* Begin MATERIAL TO PROCESS *

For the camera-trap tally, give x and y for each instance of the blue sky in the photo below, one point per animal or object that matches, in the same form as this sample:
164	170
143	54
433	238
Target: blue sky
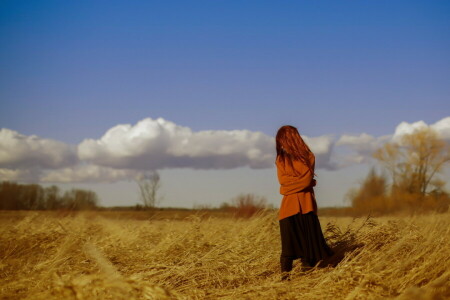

* End MATERIAL TO PROCESS *

• THE PROBLEM: Arrange every line of the records above as a numbered list, omitting blank lines and leaving out the pictures.

• WRITTEN REPLY:
1. For the camera-trap tally, give x and y for each instance of the blue sky in the photo below, one point per animal or object that matches, in the same form as this sample:
2. 164	170
3. 143	54
4. 433	238
5. Target: blue sky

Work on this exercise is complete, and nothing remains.